» **Problem requirements**: Arrange the lines below as a numbered list, taking everything from the line containing "Mark one point on every instance of the chrome" down to the last line, both included, and leaving out any blank lines.

» **Given data**:

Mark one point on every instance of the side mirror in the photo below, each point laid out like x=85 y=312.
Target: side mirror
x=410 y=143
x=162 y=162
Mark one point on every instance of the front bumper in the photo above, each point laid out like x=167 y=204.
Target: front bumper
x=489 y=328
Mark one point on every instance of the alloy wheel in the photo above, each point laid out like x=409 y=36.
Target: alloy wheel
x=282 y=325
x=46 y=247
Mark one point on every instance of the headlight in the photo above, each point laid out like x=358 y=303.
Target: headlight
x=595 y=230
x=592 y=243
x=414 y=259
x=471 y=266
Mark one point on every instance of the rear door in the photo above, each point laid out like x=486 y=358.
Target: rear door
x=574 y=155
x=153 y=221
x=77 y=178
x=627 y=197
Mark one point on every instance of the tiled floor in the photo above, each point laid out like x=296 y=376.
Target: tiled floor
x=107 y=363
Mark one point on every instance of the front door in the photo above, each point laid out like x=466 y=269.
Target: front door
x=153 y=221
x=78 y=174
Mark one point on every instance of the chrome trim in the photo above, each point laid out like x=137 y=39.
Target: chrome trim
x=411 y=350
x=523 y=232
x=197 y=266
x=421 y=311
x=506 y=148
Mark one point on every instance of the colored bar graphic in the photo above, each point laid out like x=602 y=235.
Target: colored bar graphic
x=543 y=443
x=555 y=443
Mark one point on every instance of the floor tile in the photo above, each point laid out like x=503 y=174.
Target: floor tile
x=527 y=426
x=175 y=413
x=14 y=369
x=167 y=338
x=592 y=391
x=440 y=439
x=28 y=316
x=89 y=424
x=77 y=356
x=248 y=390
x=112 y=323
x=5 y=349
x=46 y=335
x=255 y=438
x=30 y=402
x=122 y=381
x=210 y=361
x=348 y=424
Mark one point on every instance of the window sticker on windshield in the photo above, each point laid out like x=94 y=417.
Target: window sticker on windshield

» **Correct answer**:
1. Mark one point on every instance of the chrome trim in the photo above, each point laid out like x=137 y=39.
2. Target: chrome trim
3. x=411 y=350
4. x=523 y=232
5. x=197 y=266
6. x=421 y=311
7. x=506 y=148
8. Mark one point on every instance of the colored bar graphic in the photo above, each point laid out like x=602 y=235.
9. Target: colored bar graphic
10. x=543 y=443
11. x=555 y=443
12. Mark one point on every instance of the floor tile in the photo above, each point laid out like x=503 y=174.
13. Target: floor tile
14. x=527 y=426
15. x=175 y=413
16. x=14 y=369
17. x=167 y=338
18. x=592 y=391
19. x=440 y=439
20. x=28 y=316
21. x=89 y=424
22. x=77 y=356
23. x=248 y=390
24. x=112 y=323
25. x=5 y=349
26. x=46 y=335
27. x=255 y=438
28. x=30 y=402
29. x=122 y=381
30. x=210 y=361
31. x=348 y=424
32. Mark one point on every instance of the window sticker on windshield in the photo above, each point laid out like x=94 y=417.
33. Target: window sticker on windshield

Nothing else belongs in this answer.